(Collection entries)
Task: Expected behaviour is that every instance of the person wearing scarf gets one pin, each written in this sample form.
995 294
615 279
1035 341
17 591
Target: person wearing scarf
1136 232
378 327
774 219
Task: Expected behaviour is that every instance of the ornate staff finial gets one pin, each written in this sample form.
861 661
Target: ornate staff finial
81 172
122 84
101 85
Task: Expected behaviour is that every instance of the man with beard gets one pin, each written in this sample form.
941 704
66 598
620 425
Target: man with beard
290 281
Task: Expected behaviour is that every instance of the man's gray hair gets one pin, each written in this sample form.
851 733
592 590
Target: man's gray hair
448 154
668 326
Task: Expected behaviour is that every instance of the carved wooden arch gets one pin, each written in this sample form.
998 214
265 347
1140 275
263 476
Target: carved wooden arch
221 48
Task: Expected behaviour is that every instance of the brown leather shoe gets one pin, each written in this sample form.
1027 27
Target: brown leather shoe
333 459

### REQUIRED ACTION
For each line above that contains the word "sample", make a copy.

### ANSWER SECTION
Task: Expected behaviour is that every instance of the person wearing scarf gets one pin, each written in this sample form.
Task: Expected behaviour is that every instance of the ornate staff finial gets one pin, each written in this sample form.
Task: Expected behaviour is that every instance of the man with beard gets one pin, each written in this sample form.
Task: Expected behaviour is that every instance of the man's gray hair gets one pin, each written in this sample form.
Task: Expected behaviour is that every instance of the carved wooden arch gets one pin, each written in this sample form.
Task: Expected behaviour is that every instance of the brown leather shoe gets one pin, each written in this sample form.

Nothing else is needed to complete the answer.